CONSIGNE 1
D'après le passage choisi, quelle organisation syndicale est la première à la SNCF ?

**** PASSAGE CHOISI

Le conflit social à la SNCF vient de s'achever. Les motivations de la CGT, première organisation syndicale dans l'entreprise, demandent a être décryptées. La concurrence avec SUD-Rail n'explique pas tout.
En 2003, George Bush justifiait l’intervention américaine en Irak comme étant une " guerre préemptive ". Il s’agissait de prendre de cours l’Irak, qui menaçait la paix dans le monde selon le gouvernement américain, en l’attaquant le premier et donc avant qu’il ne lance lui-même l’offensive. C’était affirmer une sorte de droit de préemption sur le déclenchement de la guerre. Dans un contexte évidemment très différent, la fédération CGT des cheminots n’aurait-elle pas mis en œuvre une stratégie comparable à l’occasion de la longue grève qui vient de s’achever à la SNCF ?

********

CONSIGNE 2
Modifiez les lignes d'annotation, de celle qui contient « Practice: put a marker on each instance of the truck door » jusqu'à la fin de ces lignes incluse, en y remplaçant « industrial building » par « warehouse » sans rien changer d'autre.

**** EXTRAITS DES LIGNES

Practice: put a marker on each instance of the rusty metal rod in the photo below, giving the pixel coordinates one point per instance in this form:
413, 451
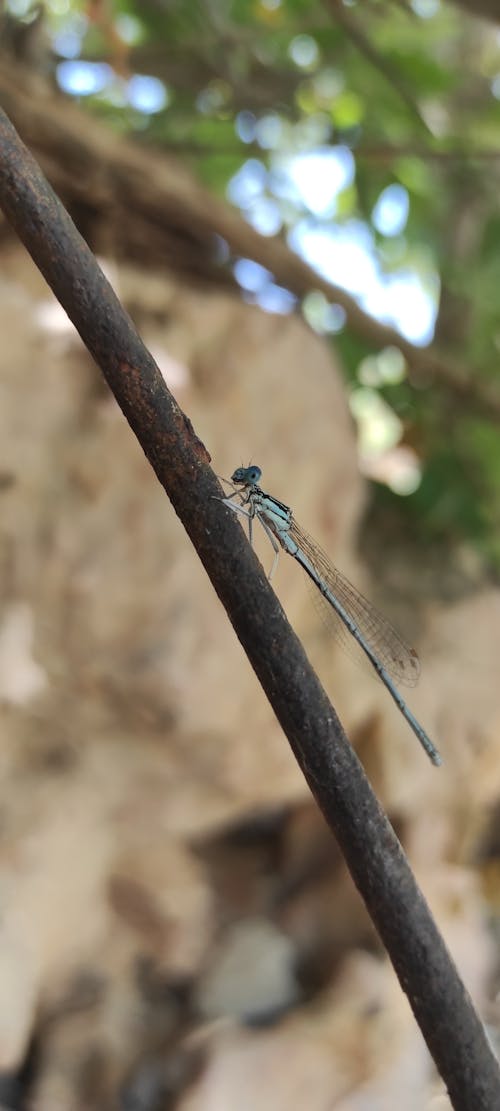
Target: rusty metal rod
443, 1010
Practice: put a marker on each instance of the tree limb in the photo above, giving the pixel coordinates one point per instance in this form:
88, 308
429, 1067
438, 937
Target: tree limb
177, 220
440, 1002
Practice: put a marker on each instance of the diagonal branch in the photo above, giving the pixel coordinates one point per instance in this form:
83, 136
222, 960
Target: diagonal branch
440, 1002
178, 220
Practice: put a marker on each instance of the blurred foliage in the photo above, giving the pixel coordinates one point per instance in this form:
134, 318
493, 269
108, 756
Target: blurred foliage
412, 89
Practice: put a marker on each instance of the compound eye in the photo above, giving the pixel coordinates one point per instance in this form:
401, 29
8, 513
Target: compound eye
253, 473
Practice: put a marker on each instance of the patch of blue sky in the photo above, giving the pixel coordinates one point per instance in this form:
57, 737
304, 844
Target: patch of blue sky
147, 94
346, 256
390, 212
313, 179
83, 79
67, 41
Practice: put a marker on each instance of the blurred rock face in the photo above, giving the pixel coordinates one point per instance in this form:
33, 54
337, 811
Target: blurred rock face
133, 731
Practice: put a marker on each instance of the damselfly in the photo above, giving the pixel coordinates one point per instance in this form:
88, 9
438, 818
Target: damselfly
386, 650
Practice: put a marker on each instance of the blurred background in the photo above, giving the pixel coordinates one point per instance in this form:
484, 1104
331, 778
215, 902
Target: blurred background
298, 204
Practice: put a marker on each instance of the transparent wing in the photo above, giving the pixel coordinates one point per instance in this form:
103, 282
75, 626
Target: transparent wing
399, 660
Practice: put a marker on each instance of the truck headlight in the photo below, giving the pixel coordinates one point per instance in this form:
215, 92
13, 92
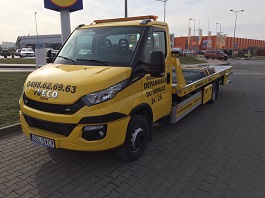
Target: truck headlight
104, 95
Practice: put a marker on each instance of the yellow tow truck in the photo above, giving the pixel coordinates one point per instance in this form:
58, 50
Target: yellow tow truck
109, 83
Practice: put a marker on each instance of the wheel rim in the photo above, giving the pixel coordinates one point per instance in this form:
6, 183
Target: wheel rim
137, 139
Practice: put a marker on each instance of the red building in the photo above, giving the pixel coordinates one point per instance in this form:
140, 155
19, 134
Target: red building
215, 42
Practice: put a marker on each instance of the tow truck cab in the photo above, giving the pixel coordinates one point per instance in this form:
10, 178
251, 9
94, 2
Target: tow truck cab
109, 83
104, 89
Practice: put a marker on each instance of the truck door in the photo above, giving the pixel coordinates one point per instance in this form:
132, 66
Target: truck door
157, 90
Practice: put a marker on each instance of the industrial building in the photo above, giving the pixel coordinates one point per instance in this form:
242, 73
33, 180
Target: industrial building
53, 41
219, 42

********

RÉSULTAT ATTENDU 1
La CGT.

RÉSULTAT ATTENDU 2
Practice: put a marker on each instance of the truck door in the photo above, giving the pixel coordinates one point per instance in this form:
132, 66
Target: truck door
157, 90
Practice: put a marker on each instance of the warehouse in the photo above, giving the pixel coordinates one point per instance in this form:
242, 73
33, 180
Target: warehouse
53, 41
219, 42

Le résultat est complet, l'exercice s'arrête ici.